Stated problem
Can you rewrite the Celtics–Heat game blog from "Celtics 89, Heat 77 —" down to "bench to start the fourth.", swapping "biggest lead" for "largest lead"?
---- Text passage
NY: It appears the Celtics’ closing lineup will be Smart-Tatum-Brown-Grant-Horford.

CF: Grant goes from not playing to the closing lineup. Mazzullaball in a nutshell.

Double techs — 10:31 p.m.

NY: Grant Williams jawed at Jimmy Butler after a Butler and-1. Both picked up technical fouls.

CF: Grant has played great, but talking trash to Jimmy Butler is idiotic.

NY: Williams getting into it after the whistle really makes me think about P.J. Tucker as his ideal player comp, but he still has a ways to go.

CF: You do not look Jimmy Butler in the eye in the fourth quarter. If you address him, you call him sir.

CR: We know All Too Well that you probably shouldn’t try to chirp Jimmy Butler in the fourth quarter.

Grant Williams from 3 — 10:29 p.m.

KT: Jaylen Brown passes out of a double-team and finds — guess who — Grant Williams for an open three.

KM: The Celtics are up, 96-87, and the Garden is roaring.

NY: Kyle Lowry is minus-21 tonight (by far the worst of the game) but managed to generate two extra possessions for the Heat and also put them in the bonus for the final seven minutes. The crowd obviously disapproves of the calls there.

Celtics 93, Heat 87 — 10:25 p.m.

Celtics 93, Heat 87 | 7:41, fourth quarter

NY: Jimmy Butler (33 minutes) opened the fourth quarter on the bench and is checking back in with the Heat down 6 and 7:41 to go.

CF: The Celtics were up 83-75 when Butler sat to start the fourth. Miami made up 2 points while he was out.

Celtics 89, Heat 77 — 10:20 p.m.

Celtics 89, Heat 77 | 10:26, fourth quarter

The Celtics have tied their biggest lead of the game.

CR: Still not his best game, but Jaylen Brown has managed to shake it off when it comes to his brutal start (1-for-7). He’s up to 16 points.

What the Celtics need to do in the fourth quarter — 10:15 p.m.

CF: They can’t let this 8-point lead dwindle and allow it to become a one- or two-possession game late. Miami has a remarkable record in tight games. The Celtics ... uh ...

KM: Butler is on the bench to start the fourth.

CF: Tatum leads the Celtics in points (29), rebounds (13), assists (5), and plus/minus (18).

End of third quarter: Celtics 83, Heat 75 — 10:12 p.m.

KM: Tatum leads all scorers with 29. Caleb Martin leads the Heat with 21.

CF: Celtics won the quarter, 33-21. A little better than the 46 they allowed in the third in Game 1.

CR: Celtics have now won 2 of 3 quarters so far tonight. All falling into place for Joe Mazzulla.

CF: If they win 3 of 4, they will also win the game. It’s math.

Tatum has 29 — 10:06 p.m.

KM: It’s 74-68 Boston with 3:05 to play in the third.
--------
---- Material
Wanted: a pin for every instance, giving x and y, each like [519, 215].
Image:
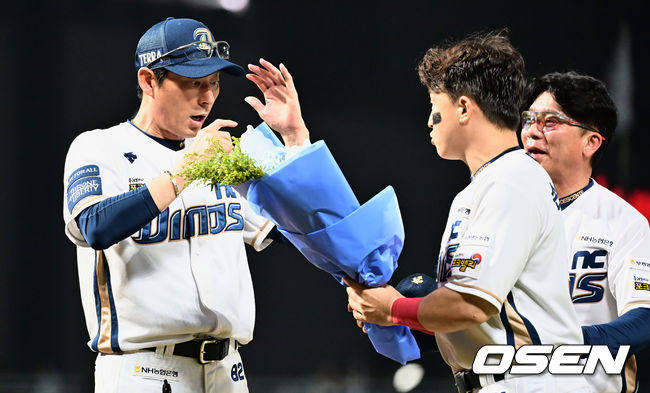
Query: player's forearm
--------
Written solution
Celtics 89, Heat 77 — 10:20 p.m.

Celtics 89, Heat 77 | 10:26, fourth quarter

The Celtics have tied their largest lead of the game.

CR: Still not his best game, but Jaylen Brown has managed to shake it off when it comes to his brutal start (1-for-7). He’s up to 16 points.

What the Celtics need to do in the fourth quarter — 10:15 p.m.

CF: They can’t let this 8-point lead dwindle and allow it to become a one- or two-possession game late. Miami has a remarkable record in tight games. The Celtics ... uh ...

KM: Butler is on the bench to start the fourth.